**GOAL OF THE EXERCISE**. In the entries that follow, locate the line with "Study the picture above. For each instance of the helmet front", then restate that line and all later lines exactly as they appear, leaving pictures out.

**THE INPUT**.
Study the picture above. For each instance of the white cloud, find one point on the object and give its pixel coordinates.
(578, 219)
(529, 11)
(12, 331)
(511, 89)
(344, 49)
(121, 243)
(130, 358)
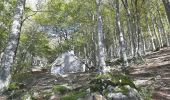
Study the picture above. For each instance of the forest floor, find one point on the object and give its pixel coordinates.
(155, 74)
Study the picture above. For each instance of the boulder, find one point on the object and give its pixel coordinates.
(39, 63)
(132, 94)
(67, 63)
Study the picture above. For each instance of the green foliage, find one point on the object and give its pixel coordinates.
(101, 82)
(146, 93)
(73, 95)
(13, 86)
(60, 89)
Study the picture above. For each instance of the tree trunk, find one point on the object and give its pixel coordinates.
(150, 34)
(167, 8)
(121, 39)
(101, 50)
(11, 48)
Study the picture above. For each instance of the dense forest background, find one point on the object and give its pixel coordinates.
(100, 32)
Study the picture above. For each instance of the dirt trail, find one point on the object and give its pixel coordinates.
(155, 73)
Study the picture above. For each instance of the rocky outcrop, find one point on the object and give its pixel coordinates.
(67, 63)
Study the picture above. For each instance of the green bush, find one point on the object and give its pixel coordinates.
(13, 86)
(101, 82)
(146, 93)
(73, 95)
(60, 89)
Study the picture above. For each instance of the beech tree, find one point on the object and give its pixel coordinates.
(11, 48)
(167, 8)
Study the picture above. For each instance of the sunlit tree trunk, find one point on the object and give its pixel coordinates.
(121, 38)
(150, 34)
(155, 31)
(11, 48)
(129, 25)
(162, 28)
(167, 8)
(100, 36)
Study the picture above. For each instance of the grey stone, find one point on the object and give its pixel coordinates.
(131, 95)
(67, 63)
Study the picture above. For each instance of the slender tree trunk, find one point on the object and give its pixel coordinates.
(167, 8)
(121, 39)
(11, 48)
(155, 31)
(162, 27)
(150, 34)
(100, 36)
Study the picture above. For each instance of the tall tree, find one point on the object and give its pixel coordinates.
(101, 51)
(167, 8)
(121, 38)
(11, 48)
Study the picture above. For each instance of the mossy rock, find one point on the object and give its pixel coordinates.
(15, 86)
(74, 95)
(60, 89)
(101, 82)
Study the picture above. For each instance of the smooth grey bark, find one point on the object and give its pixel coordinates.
(11, 48)
(155, 31)
(129, 25)
(100, 36)
(167, 8)
(162, 28)
(121, 39)
(150, 34)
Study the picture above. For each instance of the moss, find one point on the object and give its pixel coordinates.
(146, 93)
(74, 95)
(101, 82)
(14, 86)
(60, 89)
(121, 89)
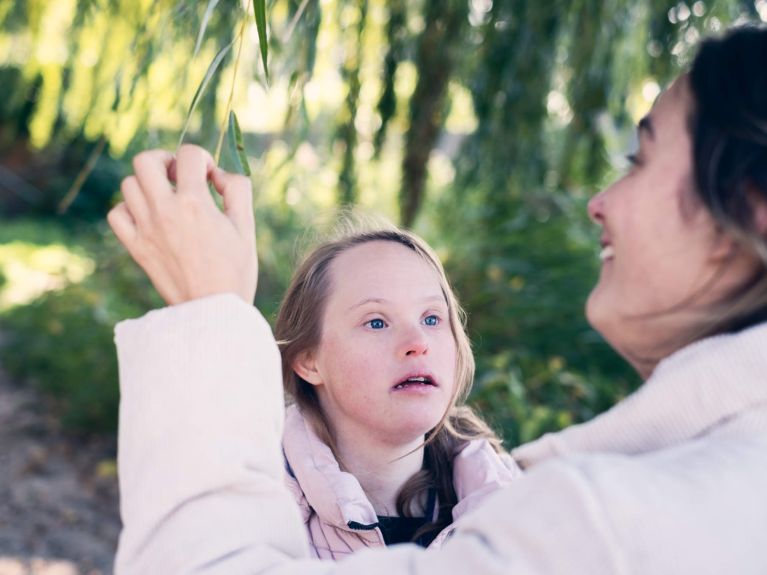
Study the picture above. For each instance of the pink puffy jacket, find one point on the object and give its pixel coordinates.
(330, 499)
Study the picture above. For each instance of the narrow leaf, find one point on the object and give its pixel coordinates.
(204, 84)
(204, 25)
(236, 146)
(259, 7)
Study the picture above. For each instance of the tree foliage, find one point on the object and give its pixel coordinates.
(483, 124)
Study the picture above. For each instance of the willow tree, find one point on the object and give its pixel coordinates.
(546, 95)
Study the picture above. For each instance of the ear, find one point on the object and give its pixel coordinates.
(759, 209)
(305, 365)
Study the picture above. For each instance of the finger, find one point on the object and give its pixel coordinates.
(237, 192)
(134, 199)
(123, 225)
(151, 169)
(192, 170)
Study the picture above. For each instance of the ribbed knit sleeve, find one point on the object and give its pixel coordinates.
(201, 417)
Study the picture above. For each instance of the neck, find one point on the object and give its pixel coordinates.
(382, 469)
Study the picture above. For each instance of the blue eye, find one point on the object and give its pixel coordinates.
(376, 324)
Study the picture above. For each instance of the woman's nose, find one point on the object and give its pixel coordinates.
(596, 207)
(414, 343)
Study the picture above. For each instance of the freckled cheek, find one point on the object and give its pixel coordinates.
(354, 370)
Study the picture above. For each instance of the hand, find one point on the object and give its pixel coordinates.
(179, 237)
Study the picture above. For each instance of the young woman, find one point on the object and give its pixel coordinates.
(376, 359)
(671, 480)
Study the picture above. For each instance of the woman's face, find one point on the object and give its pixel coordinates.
(386, 364)
(661, 248)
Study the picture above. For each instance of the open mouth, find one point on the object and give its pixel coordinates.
(419, 381)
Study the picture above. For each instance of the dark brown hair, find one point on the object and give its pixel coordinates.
(728, 125)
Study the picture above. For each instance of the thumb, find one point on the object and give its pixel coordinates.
(237, 192)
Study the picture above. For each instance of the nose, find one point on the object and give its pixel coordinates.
(596, 207)
(414, 343)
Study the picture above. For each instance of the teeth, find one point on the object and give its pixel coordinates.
(422, 380)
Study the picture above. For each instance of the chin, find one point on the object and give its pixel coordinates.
(409, 429)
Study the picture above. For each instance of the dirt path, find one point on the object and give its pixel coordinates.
(58, 493)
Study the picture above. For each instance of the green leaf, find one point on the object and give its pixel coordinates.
(259, 7)
(236, 146)
(203, 26)
(204, 84)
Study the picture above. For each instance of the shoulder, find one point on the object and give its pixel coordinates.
(637, 513)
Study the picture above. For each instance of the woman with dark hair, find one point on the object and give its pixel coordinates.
(670, 480)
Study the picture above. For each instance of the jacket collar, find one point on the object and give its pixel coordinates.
(690, 393)
(337, 496)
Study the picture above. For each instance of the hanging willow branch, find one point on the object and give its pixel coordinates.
(434, 60)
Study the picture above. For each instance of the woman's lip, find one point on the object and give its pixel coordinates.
(432, 382)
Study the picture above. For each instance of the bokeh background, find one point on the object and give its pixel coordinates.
(483, 125)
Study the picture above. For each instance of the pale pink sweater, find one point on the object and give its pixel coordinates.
(670, 481)
(332, 501)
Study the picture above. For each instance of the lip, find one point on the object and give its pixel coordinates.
(417, 373)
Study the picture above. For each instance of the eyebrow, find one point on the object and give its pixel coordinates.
(646, 125)
(380, 300)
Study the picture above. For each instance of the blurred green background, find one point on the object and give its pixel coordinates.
(484, 125)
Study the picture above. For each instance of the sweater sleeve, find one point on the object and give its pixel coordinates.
(200, 464)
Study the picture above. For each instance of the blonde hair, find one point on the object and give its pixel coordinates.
(299, 329)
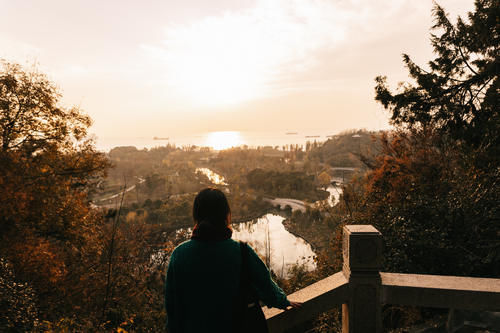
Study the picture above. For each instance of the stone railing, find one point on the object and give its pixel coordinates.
(361, 289)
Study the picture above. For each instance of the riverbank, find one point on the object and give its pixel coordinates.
(318, 236)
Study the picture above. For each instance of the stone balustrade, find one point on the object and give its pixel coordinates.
(361, 289)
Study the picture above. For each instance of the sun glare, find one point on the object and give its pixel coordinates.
(223, 140)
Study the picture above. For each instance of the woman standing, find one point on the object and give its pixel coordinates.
(203, 276)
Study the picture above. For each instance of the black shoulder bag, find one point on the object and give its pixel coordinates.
(249, 316)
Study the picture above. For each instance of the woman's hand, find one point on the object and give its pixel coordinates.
(294, 305)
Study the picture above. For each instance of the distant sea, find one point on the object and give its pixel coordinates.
(218, 140)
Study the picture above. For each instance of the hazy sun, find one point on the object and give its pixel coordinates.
(223, 140)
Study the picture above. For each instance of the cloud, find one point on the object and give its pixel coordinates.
(240, 55)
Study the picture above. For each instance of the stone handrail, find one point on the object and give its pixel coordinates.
(361, 289)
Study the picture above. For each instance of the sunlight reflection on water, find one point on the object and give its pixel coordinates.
(286, 249)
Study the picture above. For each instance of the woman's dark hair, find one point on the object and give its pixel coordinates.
(210, 205)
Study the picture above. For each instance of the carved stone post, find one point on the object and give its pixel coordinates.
(362, 250)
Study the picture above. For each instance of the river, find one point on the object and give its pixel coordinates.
(268, 236)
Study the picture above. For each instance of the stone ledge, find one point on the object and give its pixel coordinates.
(441, 291)
(317, 298)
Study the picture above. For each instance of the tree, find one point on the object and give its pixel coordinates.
(434, 190)
(324, 179)
(47, 167)
(458, 95)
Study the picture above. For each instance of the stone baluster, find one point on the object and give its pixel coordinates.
(362, 251)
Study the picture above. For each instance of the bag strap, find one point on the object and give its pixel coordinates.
(241, 300)
(244, 279)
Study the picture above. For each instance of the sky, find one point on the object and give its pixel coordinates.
(160, 68)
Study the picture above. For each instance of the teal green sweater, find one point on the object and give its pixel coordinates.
(202, 284)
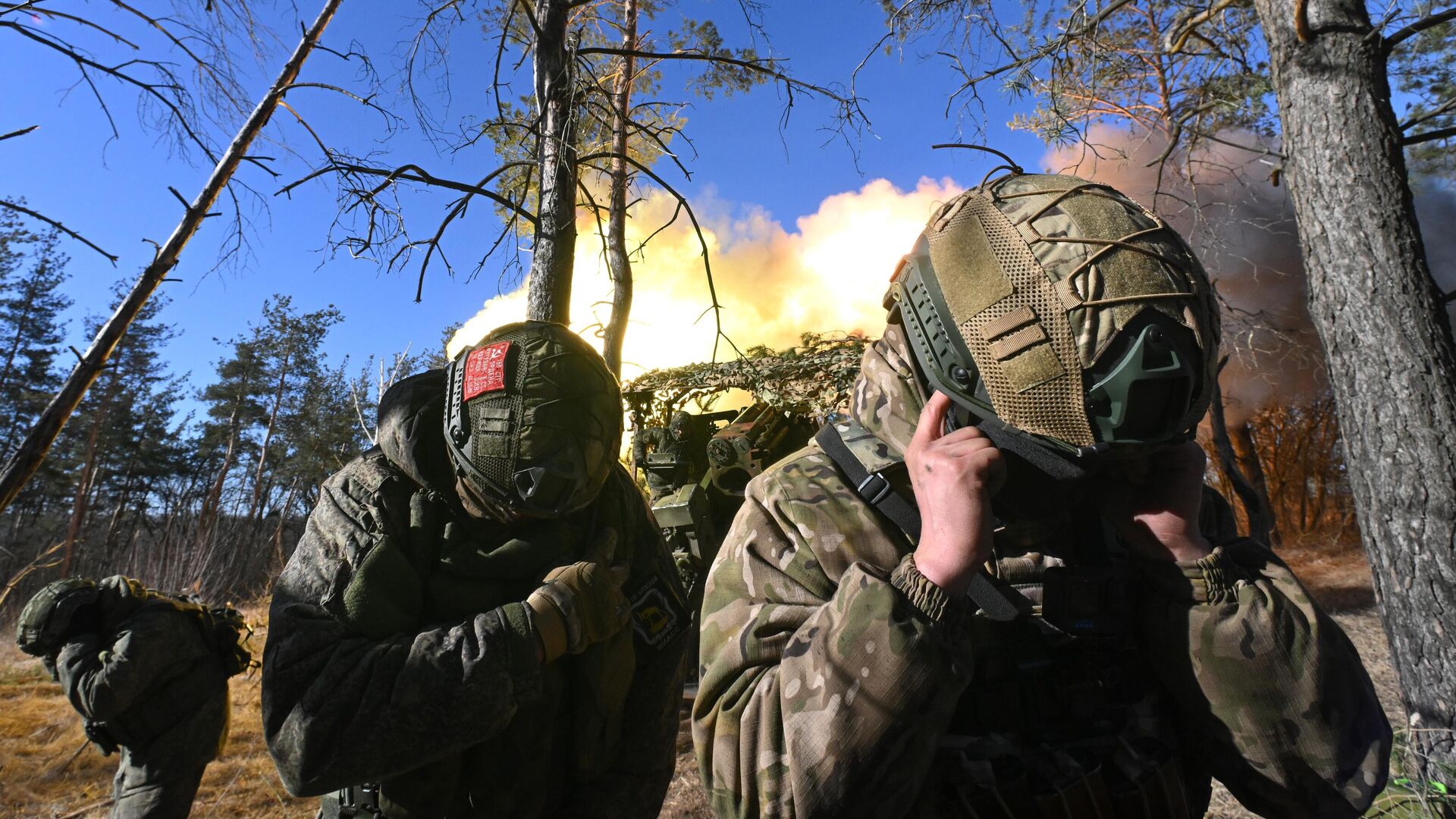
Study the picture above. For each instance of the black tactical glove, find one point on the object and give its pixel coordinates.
(96, 732)
(582, 604)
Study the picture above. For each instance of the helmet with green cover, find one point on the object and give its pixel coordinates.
(47, 618)
(533, 420)
(1060, 308)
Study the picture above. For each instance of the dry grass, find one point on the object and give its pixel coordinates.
(42, 776)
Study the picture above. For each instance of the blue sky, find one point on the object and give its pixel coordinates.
(117, 191)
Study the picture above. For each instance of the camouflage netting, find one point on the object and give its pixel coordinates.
(813, 378)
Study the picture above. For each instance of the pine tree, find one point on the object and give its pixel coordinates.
(31, 337)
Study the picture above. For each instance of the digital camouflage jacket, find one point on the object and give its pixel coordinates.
(837, 681)
(400, 651)
(153, 686)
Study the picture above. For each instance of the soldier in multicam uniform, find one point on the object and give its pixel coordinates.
(146, 675)
(481, 618)
(1001, 588)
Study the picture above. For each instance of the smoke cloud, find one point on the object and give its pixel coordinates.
(827, 273)
(1242, 228)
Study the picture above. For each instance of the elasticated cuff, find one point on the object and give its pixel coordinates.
(522, 645)
(932, 601)
(1206, 580)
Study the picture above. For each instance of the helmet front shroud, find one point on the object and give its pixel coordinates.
(533, 419)
(1059, 308)
(47, 617)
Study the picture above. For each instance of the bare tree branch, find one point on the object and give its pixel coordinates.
(58, 226)
(1419, 27)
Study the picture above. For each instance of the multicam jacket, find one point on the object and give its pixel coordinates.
(400, 649)
(837, 681)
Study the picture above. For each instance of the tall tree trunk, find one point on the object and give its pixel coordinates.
(555, 245)
(1392, 365)
(28, 458)
(618, 264)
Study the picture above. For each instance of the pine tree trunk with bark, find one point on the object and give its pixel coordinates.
(1392, 365)
(555, 246)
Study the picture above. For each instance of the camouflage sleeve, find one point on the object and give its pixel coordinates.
(1270, 691)
(104, 679)
(819, 698)
(641, 768)
(343, 707)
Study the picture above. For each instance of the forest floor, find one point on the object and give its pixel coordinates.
(47, 771)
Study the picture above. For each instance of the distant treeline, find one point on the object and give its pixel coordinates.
(215, 502)
(142, 487)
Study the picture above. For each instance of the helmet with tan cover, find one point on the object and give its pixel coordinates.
(1063, 309)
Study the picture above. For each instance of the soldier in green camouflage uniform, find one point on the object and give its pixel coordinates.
(1131, 648)
(146, 679)
(686, 438)
(481, 618)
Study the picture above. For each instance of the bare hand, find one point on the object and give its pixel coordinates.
(1153, 503)
(954, 477)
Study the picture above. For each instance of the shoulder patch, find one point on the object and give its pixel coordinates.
(657, 615)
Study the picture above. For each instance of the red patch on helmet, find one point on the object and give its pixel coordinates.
(485, 369)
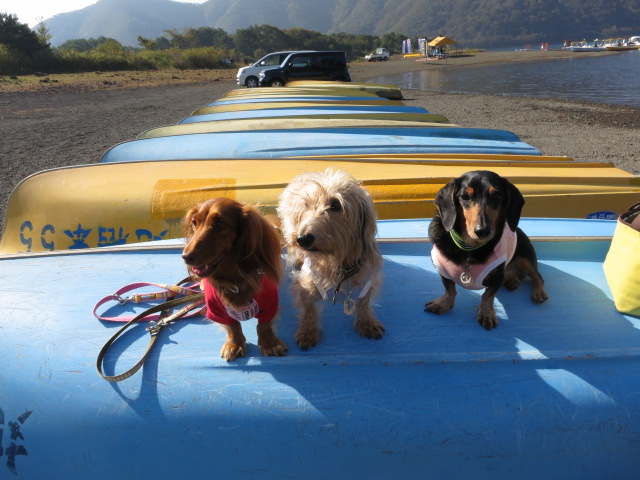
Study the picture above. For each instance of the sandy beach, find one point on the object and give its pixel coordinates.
(49, 124)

**TASK ANSWER**.
Study the picture above. For each instance of the helmet front shroud, find one point on the object and give its pixel coordinates.
(533, 419)
(1059, 308)
(47, 617)
Study the picture above. For each instance of the bare tree branch, find one point on the object and give its pixel coordinates.
(58, 226)
(1419, 27)
Study the picture above. For each instance of the multicam jacket, find one point on the object and give its pixel coordinates.
(400, 649)
(837, 681)
Study the picture above. For each instance of the tall tree trunk, find one point on the object and give its pixel coordinates.
(555, 245)
(1392, 365)
(28, 458)
(618, 264)
Study the picture above. For each instance of the pine tree trunk with bark, find one point on the object and give its pixel coordinates.
(1392, 365)
(555, 246)
Study the picture above. For each instance of the camouflage sleeve, find one point on the object and give its pixel coordinates.
(1270, 691)
(104, 679)
(819, 698)
(641, 768)
(343, 707)
Study the picture above. For each instance of the forest floor, find one point on the object and give its pixel coordinates.
(47, 771)
Study the picture above. For each instance of the distant treeline, find one point on the object and give its pixel coordinates.
(215, 502)
(142, 487)
Study the picture above. For each instance of the helmet with tan cover, find one point on the object and give its pixel coordinates.
(1063, 309)
Study the picture above. For each instance of the soldier in green camouflage uniform, find one point on the object and give its pixel coordinates.
(1131, 648)
(146, 679)
(686, 438)
(481, 618)
Study the picture above. For each instance of the bare hand, find one point on the object and give its pixel coordinates.
(1153, 503)
(954, 477)
Study the picture above. For each instance of the shoulder patch, find one point on the object and give its pixel coordinates.
(657, 615)
Study the picture above. For each instance of the red patch on helmet, find one point on the object and give its pixel coordinates.
(485, 369)
Study the picture above. For each instance of the sandy beach, find one point on the object and give its pixel coordinates.
(49, 124)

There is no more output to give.